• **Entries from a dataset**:
-- START --

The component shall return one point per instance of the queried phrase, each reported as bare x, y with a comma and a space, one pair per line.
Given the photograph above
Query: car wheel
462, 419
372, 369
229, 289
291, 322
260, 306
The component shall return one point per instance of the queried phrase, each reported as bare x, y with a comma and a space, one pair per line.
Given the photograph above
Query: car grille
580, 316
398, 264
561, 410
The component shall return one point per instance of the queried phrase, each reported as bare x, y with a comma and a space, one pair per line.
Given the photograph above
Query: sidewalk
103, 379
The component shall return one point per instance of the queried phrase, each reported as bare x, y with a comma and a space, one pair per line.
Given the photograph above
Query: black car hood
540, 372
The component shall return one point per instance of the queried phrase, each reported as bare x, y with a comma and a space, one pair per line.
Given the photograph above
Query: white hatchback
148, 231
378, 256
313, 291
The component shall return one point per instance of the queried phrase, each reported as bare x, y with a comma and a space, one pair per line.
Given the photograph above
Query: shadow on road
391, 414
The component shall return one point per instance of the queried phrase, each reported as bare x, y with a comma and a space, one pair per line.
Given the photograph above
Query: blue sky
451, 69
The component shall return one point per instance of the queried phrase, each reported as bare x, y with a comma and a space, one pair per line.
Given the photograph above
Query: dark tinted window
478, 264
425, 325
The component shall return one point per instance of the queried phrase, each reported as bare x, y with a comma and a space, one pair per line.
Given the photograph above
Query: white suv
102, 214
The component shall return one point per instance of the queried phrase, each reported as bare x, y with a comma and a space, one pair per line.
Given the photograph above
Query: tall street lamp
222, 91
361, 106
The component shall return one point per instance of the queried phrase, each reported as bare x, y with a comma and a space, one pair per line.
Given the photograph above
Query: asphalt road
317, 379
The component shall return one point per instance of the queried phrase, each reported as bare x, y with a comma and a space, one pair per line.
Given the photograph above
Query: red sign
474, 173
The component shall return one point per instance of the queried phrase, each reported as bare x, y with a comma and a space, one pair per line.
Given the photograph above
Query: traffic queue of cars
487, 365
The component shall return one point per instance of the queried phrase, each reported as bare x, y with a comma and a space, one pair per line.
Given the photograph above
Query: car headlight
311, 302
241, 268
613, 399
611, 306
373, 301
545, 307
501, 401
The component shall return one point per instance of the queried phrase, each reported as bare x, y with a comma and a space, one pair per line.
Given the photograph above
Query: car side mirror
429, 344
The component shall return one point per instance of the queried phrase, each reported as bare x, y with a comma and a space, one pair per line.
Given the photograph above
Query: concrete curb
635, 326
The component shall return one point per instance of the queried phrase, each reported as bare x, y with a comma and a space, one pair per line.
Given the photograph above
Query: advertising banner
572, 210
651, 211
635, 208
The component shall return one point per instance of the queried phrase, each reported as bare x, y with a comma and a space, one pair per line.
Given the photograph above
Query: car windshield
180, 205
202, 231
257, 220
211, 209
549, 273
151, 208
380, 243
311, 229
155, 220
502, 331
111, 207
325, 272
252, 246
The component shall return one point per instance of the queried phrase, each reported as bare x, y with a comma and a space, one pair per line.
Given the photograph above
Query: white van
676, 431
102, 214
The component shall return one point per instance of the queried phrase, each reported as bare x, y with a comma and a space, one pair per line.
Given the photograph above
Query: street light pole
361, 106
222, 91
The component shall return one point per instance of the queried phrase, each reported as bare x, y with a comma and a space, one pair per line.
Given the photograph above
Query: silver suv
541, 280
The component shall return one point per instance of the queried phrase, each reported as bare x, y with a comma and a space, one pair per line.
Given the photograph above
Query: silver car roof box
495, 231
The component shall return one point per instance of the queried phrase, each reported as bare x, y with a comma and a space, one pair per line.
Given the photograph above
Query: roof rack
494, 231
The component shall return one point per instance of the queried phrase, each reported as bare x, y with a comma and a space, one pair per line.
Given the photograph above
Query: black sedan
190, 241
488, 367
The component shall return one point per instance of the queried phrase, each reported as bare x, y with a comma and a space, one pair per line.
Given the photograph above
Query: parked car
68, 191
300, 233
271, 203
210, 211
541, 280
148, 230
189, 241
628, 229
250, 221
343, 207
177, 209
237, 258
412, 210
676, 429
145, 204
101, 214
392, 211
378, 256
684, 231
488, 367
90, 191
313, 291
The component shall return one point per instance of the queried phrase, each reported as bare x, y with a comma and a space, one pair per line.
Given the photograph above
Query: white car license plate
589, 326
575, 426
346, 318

-- END --

• **Aim of the exercise**: Extract every line of the records that contains the word "silver".

• **Right answer**:
Query: silver suv
Query: silver car roof box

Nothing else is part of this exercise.